STORED DATA:
============================================================

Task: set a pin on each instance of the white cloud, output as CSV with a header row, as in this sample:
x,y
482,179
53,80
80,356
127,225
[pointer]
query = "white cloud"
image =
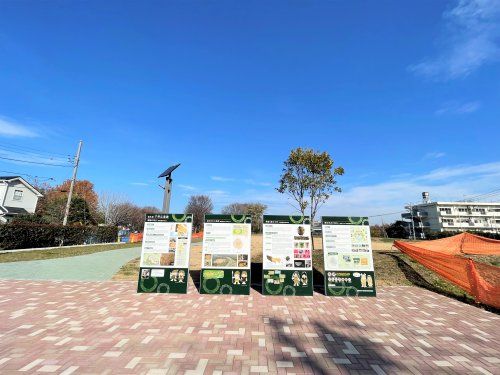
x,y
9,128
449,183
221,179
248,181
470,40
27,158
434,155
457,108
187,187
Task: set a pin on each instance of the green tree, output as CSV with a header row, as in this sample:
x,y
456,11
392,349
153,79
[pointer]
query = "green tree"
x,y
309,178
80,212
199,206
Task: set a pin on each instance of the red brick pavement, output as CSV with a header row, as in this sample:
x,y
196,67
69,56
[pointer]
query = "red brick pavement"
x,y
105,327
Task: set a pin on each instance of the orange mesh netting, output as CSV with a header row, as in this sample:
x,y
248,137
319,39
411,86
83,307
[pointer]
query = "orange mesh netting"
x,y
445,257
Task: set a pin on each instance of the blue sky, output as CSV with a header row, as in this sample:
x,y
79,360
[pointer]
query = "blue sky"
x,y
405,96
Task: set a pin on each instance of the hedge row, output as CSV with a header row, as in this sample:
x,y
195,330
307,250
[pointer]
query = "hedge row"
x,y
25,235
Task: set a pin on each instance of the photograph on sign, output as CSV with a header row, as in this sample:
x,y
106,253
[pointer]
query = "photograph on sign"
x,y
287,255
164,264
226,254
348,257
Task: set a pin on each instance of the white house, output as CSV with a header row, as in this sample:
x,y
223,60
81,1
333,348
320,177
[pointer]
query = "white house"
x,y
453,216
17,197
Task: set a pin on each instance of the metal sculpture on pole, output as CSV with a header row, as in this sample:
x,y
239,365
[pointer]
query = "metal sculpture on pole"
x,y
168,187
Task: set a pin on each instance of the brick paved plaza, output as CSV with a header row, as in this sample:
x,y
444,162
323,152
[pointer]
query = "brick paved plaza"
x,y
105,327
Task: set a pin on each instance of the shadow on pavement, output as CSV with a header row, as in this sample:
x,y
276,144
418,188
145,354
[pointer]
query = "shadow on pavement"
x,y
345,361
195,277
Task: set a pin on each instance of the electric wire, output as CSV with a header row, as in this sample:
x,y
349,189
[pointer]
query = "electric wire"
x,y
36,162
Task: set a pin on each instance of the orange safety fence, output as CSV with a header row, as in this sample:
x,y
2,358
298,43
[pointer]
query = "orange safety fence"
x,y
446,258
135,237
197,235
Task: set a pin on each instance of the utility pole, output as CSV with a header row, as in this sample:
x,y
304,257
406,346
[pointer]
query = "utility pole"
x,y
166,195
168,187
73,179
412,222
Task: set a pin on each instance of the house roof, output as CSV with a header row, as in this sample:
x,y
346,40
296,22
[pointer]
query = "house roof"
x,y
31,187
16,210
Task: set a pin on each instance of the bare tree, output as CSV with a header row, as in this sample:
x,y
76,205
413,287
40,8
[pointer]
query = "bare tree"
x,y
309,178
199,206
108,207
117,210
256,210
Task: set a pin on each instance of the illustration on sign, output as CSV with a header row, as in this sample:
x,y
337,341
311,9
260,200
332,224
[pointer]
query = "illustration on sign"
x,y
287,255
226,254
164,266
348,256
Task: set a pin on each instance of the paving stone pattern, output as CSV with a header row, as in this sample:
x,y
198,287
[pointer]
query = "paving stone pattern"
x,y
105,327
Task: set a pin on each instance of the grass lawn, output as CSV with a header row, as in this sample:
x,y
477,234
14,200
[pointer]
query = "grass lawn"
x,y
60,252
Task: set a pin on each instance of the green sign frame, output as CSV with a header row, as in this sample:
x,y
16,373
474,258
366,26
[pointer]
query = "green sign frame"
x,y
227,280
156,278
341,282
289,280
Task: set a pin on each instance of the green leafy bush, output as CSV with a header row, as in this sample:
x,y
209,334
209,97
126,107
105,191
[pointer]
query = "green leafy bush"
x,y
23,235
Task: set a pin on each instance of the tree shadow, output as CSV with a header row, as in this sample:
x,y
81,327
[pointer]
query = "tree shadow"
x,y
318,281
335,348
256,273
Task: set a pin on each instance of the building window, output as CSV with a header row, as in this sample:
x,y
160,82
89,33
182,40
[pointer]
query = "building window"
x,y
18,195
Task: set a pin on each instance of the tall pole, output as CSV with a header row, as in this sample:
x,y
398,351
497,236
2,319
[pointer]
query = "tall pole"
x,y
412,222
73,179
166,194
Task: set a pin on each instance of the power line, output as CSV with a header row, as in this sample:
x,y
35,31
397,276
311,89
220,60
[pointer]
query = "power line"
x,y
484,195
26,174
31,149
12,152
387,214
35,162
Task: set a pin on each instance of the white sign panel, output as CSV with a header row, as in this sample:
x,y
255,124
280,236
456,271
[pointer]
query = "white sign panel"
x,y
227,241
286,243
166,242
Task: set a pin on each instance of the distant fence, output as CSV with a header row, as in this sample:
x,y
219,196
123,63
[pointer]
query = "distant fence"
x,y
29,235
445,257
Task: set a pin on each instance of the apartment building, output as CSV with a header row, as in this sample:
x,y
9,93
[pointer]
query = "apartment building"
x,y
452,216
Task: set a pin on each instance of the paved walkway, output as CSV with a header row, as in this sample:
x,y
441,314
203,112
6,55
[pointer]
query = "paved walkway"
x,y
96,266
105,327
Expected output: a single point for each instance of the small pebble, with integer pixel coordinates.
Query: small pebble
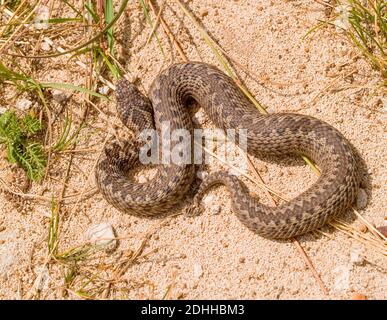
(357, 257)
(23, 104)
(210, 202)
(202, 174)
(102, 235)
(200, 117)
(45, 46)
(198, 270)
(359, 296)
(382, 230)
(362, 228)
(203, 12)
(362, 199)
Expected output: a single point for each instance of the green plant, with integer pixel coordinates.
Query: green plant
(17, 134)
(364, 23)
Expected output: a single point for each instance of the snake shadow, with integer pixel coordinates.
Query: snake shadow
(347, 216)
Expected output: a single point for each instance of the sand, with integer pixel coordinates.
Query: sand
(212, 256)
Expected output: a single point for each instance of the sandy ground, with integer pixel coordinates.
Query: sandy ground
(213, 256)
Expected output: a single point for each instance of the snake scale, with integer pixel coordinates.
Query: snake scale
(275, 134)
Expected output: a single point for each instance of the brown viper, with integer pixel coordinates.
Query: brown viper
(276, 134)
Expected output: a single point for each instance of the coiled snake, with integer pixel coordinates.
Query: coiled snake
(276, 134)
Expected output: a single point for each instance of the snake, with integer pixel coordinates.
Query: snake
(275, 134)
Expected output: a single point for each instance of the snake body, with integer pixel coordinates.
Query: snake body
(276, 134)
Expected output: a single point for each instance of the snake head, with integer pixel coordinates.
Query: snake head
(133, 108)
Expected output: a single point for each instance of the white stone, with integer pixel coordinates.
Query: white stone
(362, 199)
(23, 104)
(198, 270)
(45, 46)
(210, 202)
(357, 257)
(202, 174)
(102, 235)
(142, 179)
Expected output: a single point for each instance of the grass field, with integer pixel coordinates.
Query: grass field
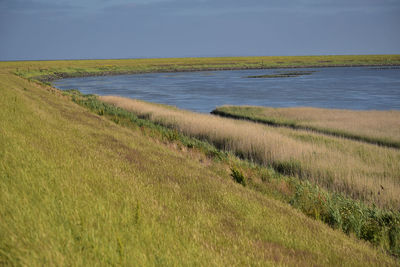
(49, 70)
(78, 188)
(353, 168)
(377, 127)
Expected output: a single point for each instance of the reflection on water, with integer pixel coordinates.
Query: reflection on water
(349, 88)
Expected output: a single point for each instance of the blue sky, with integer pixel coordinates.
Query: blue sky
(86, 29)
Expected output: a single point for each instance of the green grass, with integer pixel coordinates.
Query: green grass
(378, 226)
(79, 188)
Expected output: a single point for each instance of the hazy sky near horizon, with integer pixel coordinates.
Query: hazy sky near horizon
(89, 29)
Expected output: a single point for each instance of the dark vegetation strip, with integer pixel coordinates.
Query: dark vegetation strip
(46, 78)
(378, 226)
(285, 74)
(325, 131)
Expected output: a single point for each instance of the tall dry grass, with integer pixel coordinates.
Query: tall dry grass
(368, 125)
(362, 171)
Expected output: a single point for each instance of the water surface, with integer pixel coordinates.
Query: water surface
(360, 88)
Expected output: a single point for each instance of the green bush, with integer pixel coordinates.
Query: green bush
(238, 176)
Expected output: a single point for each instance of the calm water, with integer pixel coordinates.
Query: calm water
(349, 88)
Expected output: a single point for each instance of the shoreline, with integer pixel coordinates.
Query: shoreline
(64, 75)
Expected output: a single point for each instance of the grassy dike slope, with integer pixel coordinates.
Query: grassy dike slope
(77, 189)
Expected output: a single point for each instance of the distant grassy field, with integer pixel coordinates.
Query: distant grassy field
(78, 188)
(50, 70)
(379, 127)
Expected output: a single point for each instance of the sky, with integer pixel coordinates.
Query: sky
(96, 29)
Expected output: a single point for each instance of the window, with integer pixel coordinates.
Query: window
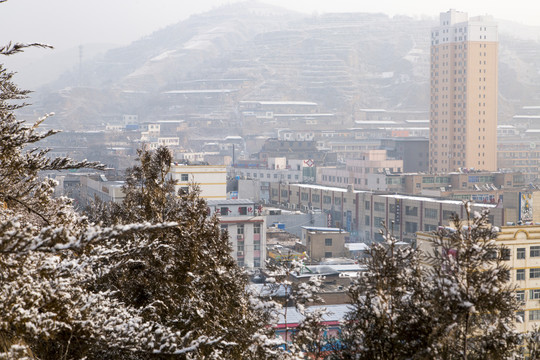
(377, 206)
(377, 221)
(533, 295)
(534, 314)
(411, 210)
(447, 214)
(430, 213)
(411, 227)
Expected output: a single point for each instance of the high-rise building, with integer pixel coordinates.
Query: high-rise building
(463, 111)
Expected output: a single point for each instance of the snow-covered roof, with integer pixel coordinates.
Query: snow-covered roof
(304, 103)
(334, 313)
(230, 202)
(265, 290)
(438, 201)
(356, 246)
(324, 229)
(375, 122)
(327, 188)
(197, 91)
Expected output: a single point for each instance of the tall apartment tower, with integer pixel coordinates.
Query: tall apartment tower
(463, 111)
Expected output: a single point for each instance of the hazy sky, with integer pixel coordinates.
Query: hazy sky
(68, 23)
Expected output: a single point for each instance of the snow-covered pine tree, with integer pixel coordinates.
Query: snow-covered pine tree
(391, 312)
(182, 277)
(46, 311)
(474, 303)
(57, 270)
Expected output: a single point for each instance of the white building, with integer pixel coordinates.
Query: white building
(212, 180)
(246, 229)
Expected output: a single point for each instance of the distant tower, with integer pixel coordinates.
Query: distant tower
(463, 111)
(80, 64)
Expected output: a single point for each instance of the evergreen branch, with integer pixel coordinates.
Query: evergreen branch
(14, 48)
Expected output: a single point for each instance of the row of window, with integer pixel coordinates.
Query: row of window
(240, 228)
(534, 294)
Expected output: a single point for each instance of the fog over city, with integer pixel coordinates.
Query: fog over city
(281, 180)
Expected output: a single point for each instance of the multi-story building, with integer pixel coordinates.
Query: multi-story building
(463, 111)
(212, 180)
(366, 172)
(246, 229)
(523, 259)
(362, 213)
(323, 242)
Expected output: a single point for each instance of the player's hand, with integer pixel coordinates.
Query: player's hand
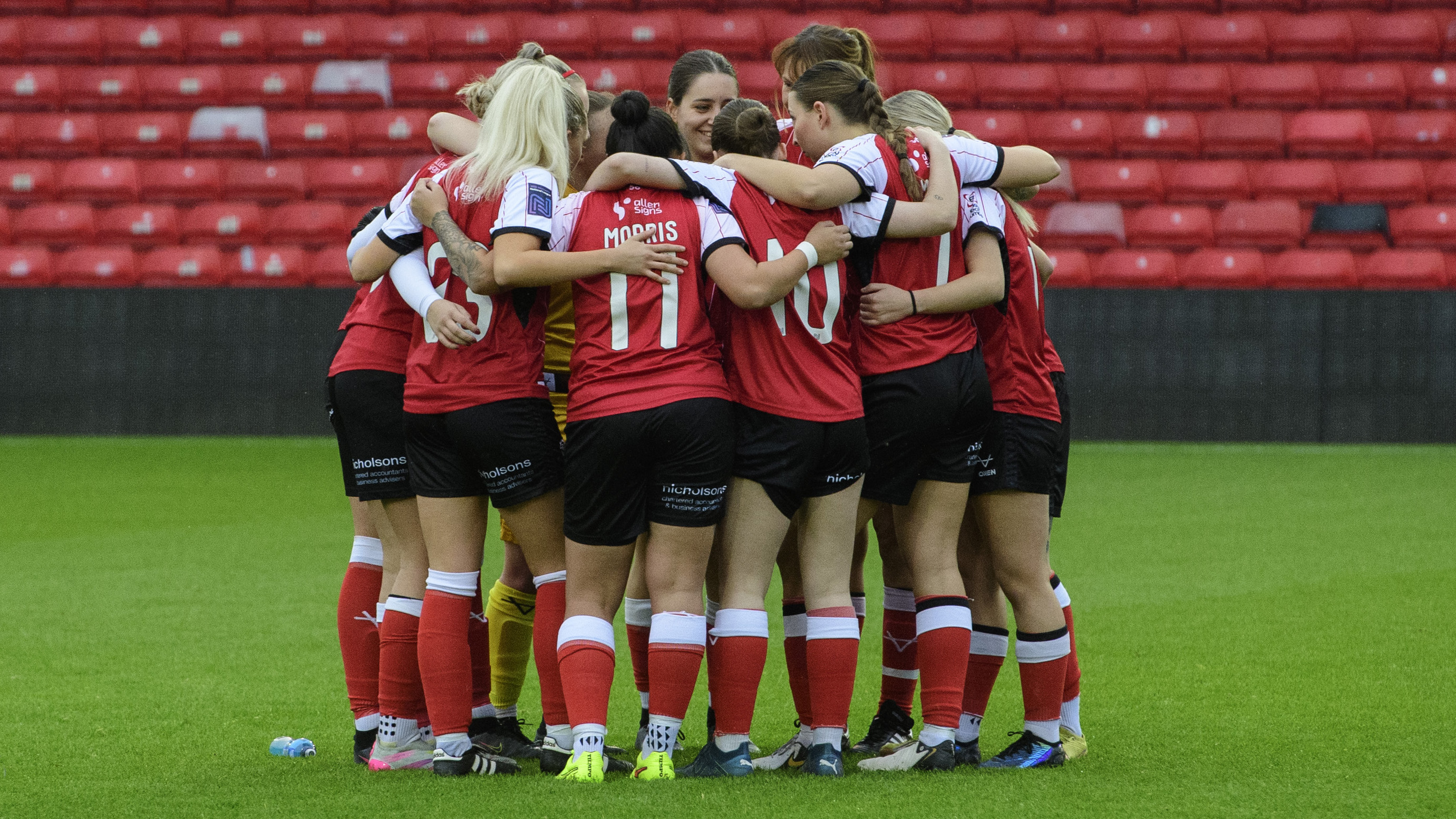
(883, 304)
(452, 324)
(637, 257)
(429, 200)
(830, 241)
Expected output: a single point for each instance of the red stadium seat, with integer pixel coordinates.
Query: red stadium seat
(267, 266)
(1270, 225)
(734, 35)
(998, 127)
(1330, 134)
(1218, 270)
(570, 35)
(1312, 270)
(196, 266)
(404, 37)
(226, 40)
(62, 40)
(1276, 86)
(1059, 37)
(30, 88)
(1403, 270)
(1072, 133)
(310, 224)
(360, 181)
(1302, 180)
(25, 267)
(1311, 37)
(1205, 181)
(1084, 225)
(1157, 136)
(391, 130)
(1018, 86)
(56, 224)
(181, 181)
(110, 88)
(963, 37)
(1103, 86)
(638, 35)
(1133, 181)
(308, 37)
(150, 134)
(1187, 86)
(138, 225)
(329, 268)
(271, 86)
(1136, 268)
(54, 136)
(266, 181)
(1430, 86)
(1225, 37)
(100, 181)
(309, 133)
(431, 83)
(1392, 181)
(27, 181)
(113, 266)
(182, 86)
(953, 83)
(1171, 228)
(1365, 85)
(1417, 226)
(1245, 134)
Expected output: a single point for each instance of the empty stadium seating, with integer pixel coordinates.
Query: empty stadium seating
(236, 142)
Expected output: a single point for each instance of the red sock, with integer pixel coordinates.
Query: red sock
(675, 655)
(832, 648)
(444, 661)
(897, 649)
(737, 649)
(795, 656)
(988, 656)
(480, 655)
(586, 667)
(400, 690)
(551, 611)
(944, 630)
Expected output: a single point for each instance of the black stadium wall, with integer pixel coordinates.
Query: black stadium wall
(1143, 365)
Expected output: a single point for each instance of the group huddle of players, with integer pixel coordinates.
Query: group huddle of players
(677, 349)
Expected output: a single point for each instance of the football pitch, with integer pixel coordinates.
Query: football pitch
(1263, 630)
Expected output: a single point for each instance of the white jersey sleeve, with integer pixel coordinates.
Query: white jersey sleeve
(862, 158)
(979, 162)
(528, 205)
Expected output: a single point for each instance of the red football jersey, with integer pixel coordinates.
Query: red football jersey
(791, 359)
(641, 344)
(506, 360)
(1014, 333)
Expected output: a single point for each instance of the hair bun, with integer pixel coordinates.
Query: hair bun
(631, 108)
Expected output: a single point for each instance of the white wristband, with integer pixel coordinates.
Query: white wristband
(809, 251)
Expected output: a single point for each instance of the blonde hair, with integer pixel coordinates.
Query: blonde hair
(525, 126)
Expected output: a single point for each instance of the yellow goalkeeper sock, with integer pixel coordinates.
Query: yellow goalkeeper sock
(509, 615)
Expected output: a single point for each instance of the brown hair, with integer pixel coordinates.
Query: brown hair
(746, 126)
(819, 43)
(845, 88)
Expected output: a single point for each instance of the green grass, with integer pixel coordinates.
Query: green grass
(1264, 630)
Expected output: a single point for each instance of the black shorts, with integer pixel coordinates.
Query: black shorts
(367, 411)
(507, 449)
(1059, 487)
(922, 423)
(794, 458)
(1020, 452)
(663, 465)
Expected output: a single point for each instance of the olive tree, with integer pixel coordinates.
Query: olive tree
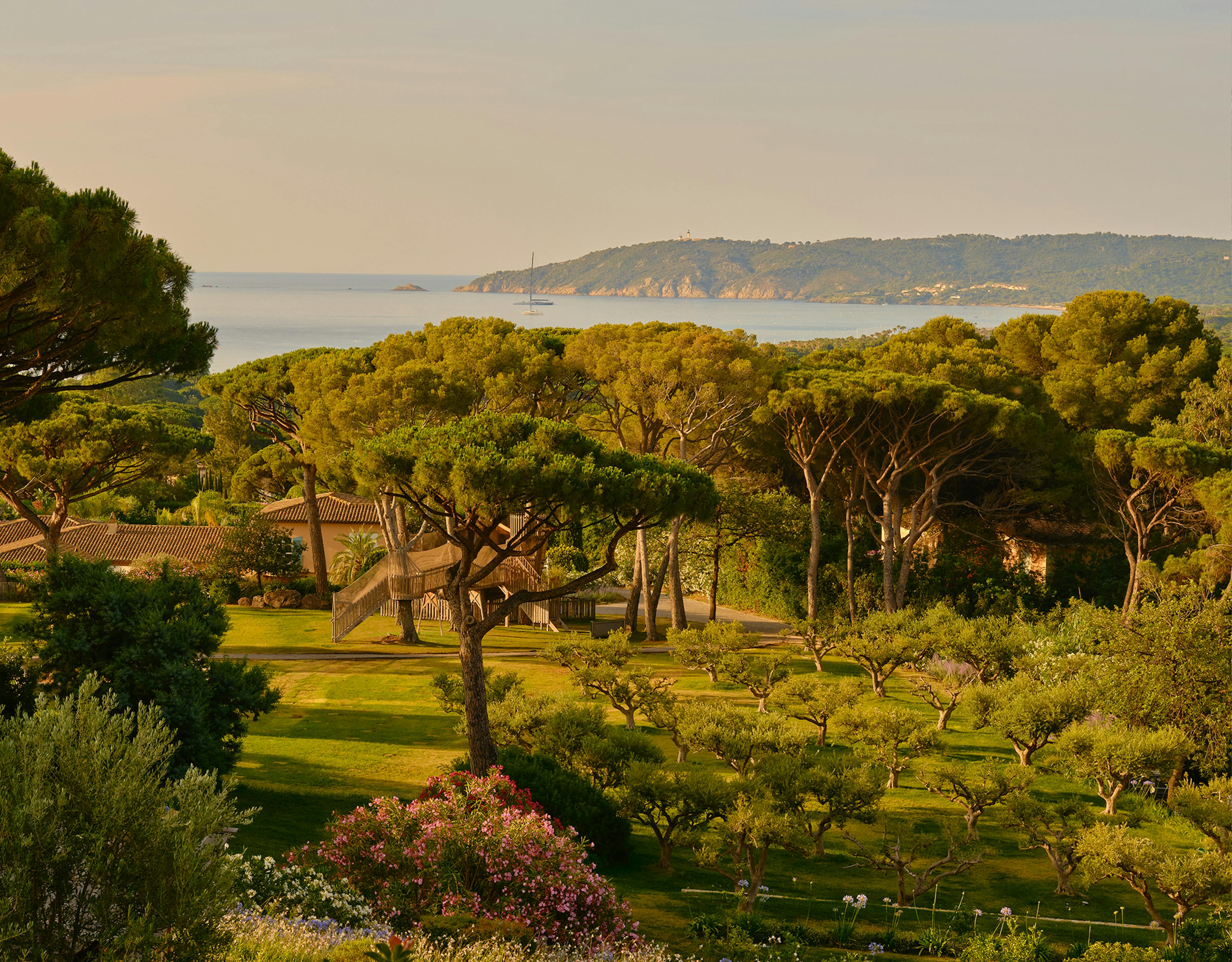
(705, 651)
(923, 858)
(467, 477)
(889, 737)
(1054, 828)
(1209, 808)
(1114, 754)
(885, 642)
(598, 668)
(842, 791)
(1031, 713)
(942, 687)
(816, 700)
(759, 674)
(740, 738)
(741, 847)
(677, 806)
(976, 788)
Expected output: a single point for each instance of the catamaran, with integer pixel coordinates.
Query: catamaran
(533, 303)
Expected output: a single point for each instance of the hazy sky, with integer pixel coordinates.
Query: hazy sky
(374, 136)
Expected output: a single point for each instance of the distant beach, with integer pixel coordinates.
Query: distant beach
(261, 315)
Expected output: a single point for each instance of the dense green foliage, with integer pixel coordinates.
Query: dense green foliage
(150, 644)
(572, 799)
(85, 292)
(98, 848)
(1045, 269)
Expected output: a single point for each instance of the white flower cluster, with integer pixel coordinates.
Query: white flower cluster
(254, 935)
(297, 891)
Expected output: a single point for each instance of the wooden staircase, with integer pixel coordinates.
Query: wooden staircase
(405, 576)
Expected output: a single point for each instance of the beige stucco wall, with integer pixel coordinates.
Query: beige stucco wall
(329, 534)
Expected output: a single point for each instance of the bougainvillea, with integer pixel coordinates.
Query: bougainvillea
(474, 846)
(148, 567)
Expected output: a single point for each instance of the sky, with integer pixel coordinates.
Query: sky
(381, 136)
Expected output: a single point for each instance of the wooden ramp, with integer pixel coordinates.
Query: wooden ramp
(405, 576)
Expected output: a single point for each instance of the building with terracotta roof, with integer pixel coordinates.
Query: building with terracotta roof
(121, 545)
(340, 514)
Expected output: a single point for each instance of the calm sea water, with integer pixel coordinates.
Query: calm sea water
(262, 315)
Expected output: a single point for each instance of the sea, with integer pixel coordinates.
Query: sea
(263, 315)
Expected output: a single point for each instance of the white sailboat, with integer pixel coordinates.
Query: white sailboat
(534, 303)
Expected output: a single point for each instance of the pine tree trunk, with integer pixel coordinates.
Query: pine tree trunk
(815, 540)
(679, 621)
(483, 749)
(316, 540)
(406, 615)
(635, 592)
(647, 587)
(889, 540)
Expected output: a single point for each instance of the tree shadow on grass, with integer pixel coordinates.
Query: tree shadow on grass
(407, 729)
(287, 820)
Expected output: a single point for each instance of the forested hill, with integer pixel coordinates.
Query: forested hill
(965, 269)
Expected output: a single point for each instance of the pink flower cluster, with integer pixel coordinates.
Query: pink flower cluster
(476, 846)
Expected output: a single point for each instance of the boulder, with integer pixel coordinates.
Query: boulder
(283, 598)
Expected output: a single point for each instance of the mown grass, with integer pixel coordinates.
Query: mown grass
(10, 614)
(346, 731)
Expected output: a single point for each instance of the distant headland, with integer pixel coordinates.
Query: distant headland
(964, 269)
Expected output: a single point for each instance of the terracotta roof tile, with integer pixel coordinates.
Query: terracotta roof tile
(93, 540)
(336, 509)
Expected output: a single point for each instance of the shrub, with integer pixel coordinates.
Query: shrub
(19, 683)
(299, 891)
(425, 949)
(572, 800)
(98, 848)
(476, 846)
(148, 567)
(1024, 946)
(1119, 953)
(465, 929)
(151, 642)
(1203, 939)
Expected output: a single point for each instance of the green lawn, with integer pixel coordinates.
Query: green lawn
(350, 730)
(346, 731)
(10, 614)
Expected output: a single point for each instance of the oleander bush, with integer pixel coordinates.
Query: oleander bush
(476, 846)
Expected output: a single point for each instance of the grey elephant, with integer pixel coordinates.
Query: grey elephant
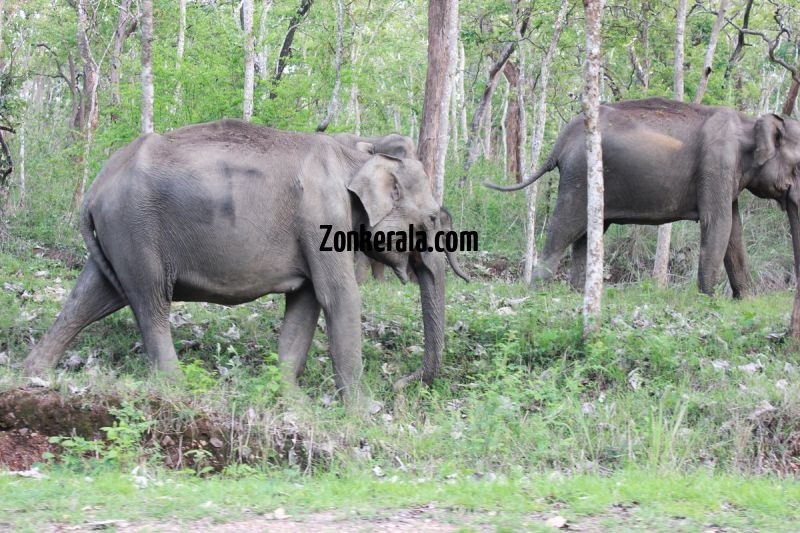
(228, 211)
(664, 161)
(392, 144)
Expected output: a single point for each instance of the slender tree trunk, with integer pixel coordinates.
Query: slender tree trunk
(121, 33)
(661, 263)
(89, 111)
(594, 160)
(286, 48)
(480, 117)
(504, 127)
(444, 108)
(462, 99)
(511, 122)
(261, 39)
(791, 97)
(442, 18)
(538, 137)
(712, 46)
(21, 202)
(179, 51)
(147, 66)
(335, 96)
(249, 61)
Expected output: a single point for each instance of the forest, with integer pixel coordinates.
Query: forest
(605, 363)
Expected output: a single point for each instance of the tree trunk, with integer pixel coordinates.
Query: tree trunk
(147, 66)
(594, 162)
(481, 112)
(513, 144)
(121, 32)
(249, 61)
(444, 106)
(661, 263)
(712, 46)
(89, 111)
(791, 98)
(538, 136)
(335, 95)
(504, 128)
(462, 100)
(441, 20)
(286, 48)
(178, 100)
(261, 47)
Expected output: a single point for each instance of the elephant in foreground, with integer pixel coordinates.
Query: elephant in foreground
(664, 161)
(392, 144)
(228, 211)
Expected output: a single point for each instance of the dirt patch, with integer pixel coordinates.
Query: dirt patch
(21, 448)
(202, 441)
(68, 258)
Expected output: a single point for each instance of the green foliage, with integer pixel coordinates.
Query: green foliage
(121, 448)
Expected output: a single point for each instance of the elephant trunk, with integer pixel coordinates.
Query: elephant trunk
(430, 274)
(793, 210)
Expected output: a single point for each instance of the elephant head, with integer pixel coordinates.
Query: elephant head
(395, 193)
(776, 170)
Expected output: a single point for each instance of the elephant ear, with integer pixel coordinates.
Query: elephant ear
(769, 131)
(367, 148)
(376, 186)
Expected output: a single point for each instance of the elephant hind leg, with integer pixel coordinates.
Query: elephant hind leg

============================================================

DIRECTIONS: Across the whole listing above, report each line that includes "cloud".

YOUR SOLUTION:
Task: set a pin on each instance of the white cloud, output as CSV with a header row, as in this sample:
query = "white cloud"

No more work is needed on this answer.